● What to produce:
All entries must be extracted exactly, with nothing added or dropped.

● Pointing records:
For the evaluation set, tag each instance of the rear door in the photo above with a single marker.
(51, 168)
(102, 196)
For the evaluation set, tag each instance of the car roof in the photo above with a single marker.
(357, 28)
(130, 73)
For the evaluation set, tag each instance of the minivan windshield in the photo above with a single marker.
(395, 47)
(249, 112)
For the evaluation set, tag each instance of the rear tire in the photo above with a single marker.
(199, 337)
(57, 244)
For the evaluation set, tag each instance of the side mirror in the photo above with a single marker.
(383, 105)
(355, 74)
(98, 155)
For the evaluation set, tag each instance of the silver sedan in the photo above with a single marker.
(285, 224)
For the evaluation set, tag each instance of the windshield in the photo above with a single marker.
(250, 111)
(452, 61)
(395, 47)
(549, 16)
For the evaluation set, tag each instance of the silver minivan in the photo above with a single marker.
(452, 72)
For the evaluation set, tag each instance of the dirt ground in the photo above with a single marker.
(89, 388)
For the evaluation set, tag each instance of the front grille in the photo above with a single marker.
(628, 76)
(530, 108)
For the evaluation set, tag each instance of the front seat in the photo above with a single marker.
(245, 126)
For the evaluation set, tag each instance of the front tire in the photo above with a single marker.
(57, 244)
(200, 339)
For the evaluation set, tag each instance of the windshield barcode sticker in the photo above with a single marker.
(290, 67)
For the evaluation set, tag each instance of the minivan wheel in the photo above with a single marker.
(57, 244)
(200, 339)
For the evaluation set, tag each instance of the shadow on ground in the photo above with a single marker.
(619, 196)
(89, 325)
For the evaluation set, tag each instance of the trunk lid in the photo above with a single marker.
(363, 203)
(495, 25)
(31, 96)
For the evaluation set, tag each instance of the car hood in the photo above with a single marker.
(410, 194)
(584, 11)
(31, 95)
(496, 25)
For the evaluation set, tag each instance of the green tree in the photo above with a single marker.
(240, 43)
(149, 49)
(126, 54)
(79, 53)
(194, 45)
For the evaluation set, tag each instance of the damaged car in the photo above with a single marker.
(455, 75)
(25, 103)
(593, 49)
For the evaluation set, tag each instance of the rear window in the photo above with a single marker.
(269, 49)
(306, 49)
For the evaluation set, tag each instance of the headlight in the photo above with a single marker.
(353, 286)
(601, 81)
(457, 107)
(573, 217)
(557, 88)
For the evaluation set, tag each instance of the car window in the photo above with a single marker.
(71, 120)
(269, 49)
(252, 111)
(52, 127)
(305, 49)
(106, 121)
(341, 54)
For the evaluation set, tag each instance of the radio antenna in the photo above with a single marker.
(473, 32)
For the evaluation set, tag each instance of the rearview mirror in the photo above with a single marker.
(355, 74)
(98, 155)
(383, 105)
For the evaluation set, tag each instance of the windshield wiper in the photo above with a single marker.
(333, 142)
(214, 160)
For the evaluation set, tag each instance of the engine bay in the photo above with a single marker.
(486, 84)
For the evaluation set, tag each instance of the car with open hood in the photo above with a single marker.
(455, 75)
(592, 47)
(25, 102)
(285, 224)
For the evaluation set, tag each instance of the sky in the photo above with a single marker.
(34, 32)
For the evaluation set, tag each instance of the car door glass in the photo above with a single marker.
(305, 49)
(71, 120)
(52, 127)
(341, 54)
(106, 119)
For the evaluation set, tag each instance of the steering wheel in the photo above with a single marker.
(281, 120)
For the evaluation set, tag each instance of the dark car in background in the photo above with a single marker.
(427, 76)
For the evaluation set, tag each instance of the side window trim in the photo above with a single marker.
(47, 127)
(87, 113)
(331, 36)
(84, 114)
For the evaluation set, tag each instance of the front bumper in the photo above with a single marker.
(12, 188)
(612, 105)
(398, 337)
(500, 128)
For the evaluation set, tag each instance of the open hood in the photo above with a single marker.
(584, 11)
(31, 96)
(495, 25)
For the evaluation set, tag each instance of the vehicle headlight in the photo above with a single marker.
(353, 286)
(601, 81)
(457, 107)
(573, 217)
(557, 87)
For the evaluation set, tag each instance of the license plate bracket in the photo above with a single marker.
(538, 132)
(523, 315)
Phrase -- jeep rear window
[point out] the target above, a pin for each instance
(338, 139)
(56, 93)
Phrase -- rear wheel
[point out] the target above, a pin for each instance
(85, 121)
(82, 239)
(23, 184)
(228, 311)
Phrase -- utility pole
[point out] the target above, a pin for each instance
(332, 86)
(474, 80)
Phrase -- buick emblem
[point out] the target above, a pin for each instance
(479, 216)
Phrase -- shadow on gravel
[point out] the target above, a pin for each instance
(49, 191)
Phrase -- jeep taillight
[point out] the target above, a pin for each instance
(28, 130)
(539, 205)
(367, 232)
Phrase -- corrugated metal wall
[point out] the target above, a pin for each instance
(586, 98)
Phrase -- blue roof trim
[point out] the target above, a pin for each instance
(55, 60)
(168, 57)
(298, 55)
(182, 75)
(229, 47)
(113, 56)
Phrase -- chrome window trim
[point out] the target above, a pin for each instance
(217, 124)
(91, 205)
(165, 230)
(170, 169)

● Solved problem:
For the evaluation set, tag each instance of the rear door in the photo above with a single marker.
(51, 168)
(102, 196)
For the evaluation set, tag each instance of the car roof in the photo above with a single marker.
(357, 28)
(130, 73)
For the evaluation set, tag each instance of the minivan windshield in the photo above with a single marker.
(395, 47)
(249, 112)
For the evaluation set, tag each instance of the rear tire in the photo above with a single marker.
(199, 337)
(57, 244)
For the evaluation set, tag each instance of the side mirror in the photo above with a single marker.
(383, 105)
(355, 74)
(98, 155)
For the evaluation set, tag each instance of the silver sedan in the photo above with a single marker.
(285, 224)
For the evaluation set, tag each instance of the windshield in the photo above with a single marker.
(250, 111)
(452, 61)
(395, 47)
(549, 16)
For the evaluation set, tag each instance of the silver minivan in the photo above with a single marker.
(452, 72)
For the evaluation set, tag each instance of the dirt ground in the photo above with a single marker.
(89, 388)
For the evaluation set, tag each instance of the front grille in the photo above with a single marker.
(628, 76)
(530, 108)
For the evaluation set, tag each instance of the front seat in the photo above with a single marker.
(245, 126)
For the evaluation set, tag each instance of the front tire in the photo above with a single marker.
(57, 244)
(200, 339)
For the evaluation set, tag each instance of the windshield barcode sticker in the photo above with a single marker.
(290, 67)
For the evaluation set, tag each instance of the minivan wheel in the photo above with a single marker.
(57, 244)
(200, 339)
For the evaluation set, tag each instance of the shadow on ground in the photo above with a single marker.
(619, 196)
(89, 325)
For the evaluation set, tag each instance of the trunk lid in the photo above with a single marker.
(363, 203)
(495, 25)
(31, 96)
For the evaluation set, tag each instance of the car hood in the photo above with a single marker.
(410, 194)
(584, 11)
(31, 95)
(496, 25)
For the evaluation set, tag each instance of the green tree in the photo above with a single marker.
(240, 43)
(149, 49)
(126, 54)
(79, 53)
(194, 45)
For the evaluation set, tag each instance of the damaged car in the photo above with a single marker.
(455, 75)
(25, 103)
(593, 49)
For the evaluation set, tag each instance of the rear window in the photo above with a single marker.
(269, 49)
(306, 49)
For the evaluation set, tag each instance of the headlight in the photo above with a single marker.
(353, 286)
(601, 81)
(457, 107)
(573, 217)
(557, 88)
For the evaluation set, tag each instance of the car window in the photo above with a single marker.
(71, 120)
(269, 49)
(252, 111)
(52, 127)
(305, 49)
(106, 121)
(341, 54)
For the evaluation set, tag each instance of the radio antenna in the photo above with a single marker.
(473, 32)
For the evaluation set, tag each instance of the rearview mirror in the photo above with a single marker.
(355, 74)
(98, 155)
(383, 105)
For the evaluation set, tag each instance of the windshield wiper in the photo above with a single marker.
(333, 142)
(214, 160)
For the evaluation set, tag each instance of the engine bay in the photo above with a single marker.
(486, 84)
For the evaluation set, tag each instance of the car with open hood in the photo above with a single marker.
(455, 75)
(592, 47)
(25, 102)
(285, 224)
For the evaluation set, tag each instance of the sky in the photo above with a single marker.
(34, 32)
For the evaluation set, tag each instance of the car door glass in the photo above with a single marker.
(305, 49)
(71, 120)
(52, 127)
(341, 54)
(106, 119)
For the evaluation set, tag each instance of the steering wheel in the photo above with a single marker.
(281, 120)
For the evaluation set, tag each instance of the dark car in background in the photo above with a single marker.
(427, 76)
For the evaluation set, tag each instance of the side window trim in the photo above with a single marker.
(47, 127)
(87, 113)
(331, 36)
(84, 114)
For the evaluation set, tag each instance of the front bumper in the photo above with a single marker.
(12, 188)
(612, 105)
(398, 337)
(500, 128)
For the evaluation set, tag each instance of the open hood in the photo above with a single marker.
(584, 11)
(31, 96)
(495, 25)
For the evaluation set, tag each instance of the vehicle headlight in the photo above with a single marker.
(353, 286)
(601, 81)
(457, 107)
(573, 217)
(557, 87)
For the evaluation set, tag each instance of the license plate bracket in the photo above with a single marker.
(538, 132)
(523, 315)
Phrase -- jeep rear window
[point out] the target above, a pin for each instance
(338, 139)
(56, 93)
Phrase -- rear wheel
[point out] the target above, a pin for each instance
(85, 121)
(82, 239)
(23, 184)
(228, 311)
Phrase -- utility pole
[point out] the target above, a pin for each instance
(332, 86)
(474, 80)
Phrase -- buick emblem
[point out] the target above, a pin for each instance
(479, 216)
Phrase -- shadow on gravel
[point out] the target above, a pin for each instance
(49, 191)
Phrase -- jeep taillight
[point out] the target above, a pin for each instance
(28, 130)
(539, 205)
(367, 232)
Phrase -- corrugated metal wall
[point out] the target above, a pin for each instance
(586, 98)
Phrase -- blue roof trim
[point out] the target above, a pin for each instance
(55, 60)
(168, 57)
(298, 55)
(182, 75)
(229, 47)
(113, 56)
Phrase -- chrome window trim
[point out] the target above, a pin for each instance
(217, 124)
(91, 205)
(165, 230)
(170, 169)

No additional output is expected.